Retype every entry in its entirety, without alteration.

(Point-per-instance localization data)
|---|

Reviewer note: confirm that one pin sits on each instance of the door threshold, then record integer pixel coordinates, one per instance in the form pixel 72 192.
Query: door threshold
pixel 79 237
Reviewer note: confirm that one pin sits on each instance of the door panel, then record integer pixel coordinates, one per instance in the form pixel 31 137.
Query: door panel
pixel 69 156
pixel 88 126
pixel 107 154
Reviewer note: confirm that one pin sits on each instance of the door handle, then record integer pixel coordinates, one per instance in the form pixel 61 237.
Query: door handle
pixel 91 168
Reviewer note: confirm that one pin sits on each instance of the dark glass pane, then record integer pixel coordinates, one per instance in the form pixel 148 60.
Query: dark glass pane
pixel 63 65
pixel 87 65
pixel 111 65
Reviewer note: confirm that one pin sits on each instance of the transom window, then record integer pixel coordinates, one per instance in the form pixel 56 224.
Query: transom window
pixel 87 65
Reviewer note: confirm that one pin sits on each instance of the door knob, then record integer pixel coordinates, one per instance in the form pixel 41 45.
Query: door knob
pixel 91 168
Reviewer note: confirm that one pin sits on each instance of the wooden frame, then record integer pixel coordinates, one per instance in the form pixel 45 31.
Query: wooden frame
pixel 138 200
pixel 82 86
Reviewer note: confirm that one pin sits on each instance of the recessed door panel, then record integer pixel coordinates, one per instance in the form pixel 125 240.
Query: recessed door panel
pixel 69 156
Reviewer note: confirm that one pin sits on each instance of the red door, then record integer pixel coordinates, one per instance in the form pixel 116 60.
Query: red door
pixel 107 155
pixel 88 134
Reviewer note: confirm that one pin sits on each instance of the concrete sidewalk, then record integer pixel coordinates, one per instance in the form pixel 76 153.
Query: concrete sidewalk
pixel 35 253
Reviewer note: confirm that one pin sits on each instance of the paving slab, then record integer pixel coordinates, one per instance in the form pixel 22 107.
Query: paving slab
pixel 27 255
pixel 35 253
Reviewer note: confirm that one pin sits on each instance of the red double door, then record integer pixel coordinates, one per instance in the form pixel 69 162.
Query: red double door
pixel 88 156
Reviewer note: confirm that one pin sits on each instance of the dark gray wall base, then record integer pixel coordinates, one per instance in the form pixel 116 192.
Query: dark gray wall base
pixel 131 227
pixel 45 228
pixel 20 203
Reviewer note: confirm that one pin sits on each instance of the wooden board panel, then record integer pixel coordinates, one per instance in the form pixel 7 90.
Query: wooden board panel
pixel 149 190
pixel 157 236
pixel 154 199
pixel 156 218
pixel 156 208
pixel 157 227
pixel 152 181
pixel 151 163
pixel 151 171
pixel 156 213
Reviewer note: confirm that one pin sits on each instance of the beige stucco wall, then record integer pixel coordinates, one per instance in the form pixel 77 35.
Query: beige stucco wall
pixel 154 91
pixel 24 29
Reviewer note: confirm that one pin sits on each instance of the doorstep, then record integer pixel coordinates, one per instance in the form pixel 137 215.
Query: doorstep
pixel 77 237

|---|

(Response area):
Reviewer note: confirm that one pin sits on each instance of the door threshold, then record integer pixel coordinates, one per instance in the form pixel 72 192.
Query: door threshold
pixel 79 237
Reviewer note: confirm that one pin sits on each instance of the door panel, then record integer pixel coordinates, one per instance in the form pixel 31 137.
Query: door panel
pixel 69 156
pixel 88 126
pixel 107 154
Reviewer note: confirm that one pin sits on each instance of the door handle, then record integer pixel coordinates, one per instance in the form pixel 61 237.
Query: door handle
pixel 91 168
Reviewer note: confirm that one pin sits on each instance of the dark glass pane, then record integer pixel coordinates, one per instance in the form pixel 148 60.
Query: dark glass pane
pixel 63 65
pixel 87 65
pixel 111 65
Reviewer note: confirm that one pin sits on each instance of the transom window, then record integer pixel coordinates, one per instance in the form pixel 56 224.
Query: transom window
pixel 87 65
Reviewer note: confirm that one pin sits on each instance of the door knob, then record integer pixel coordinates, one per instance in the form pixel 41 45.
Query: door knob
pixel 91 168
Reviewer note: confirm that one pin sits on each instance of the wooden frame, then record integer pixel coordinates, one per instance in the form pixel 45 31.
Query: wooden frame
pixel 138 200
pixel 82 86
Reviewer note: confirm that one pin sits on each instance of the recessed door panel, then record integer pixel coordinates, one per instance in the form pixel 125 240.
Query: recessed door panel
pixel 69 156
Reviewer note: confirm that one pin sits on each instance of the red door, then record integer pixel coordinates, one per instance in the form pixel 116 60.
Query: red door
pixel 107 155
pixel 88 134
Reviewer note: confirm that one pin sits on each instance of the concrete sidewalk, then record integer pixel coordinates, one per instance in the form pixel 76 153.
Query: concrete sidewalk
pixel 35 253
Reviewer note: confirm that one pin sits on each instance of the paving slab, then record integer pixel coordinates, one per instance in the form pixel 22 107.
Query: paving slab
pixel 27 255
pixel 35 253
Reviewer note: confirm that one pin sits on each instance of the red double door, then record integer pixel coordinates, one per instance in the form pixel 69 162.
Query: red double door
pixel 88 156
Reviewer note: confirm that one pin sits on each instance of the dark gray wall base, then record integer pixel coordinates, one per instance in the form pixel 116 192.
Query: dark gray wall base
pixel 131 227
pixel 45 228
pixel 20 203
Reviewer note: confirm that one pin sits on each instance of the wooden board panel, then record integer pixel coordinates, one per instance in the form pixel 7 90.
Query: wooden board panel
pixel 149 190
pixel 157 236
pixel 154 199
pixel 156 218
pixel 156 208
pixel 157 227
pixel 152 181
pixel 151 163
pixel 151 171
pixel 156 213
Reviewer note: confirm that one pin sits on each instance of the beige stucco wall, then record integer pixel coordinates, one per instance in the form pixel 77 35.
Query: beige stucco wall
pixel 154 91
pixel 24 29
Reviewer note: confirm that one pin sits on each instance of the doorstep, then record integer pixel coordinates, one per instance in the form pixel 137 215.
Query: doorstep
pixel 77 237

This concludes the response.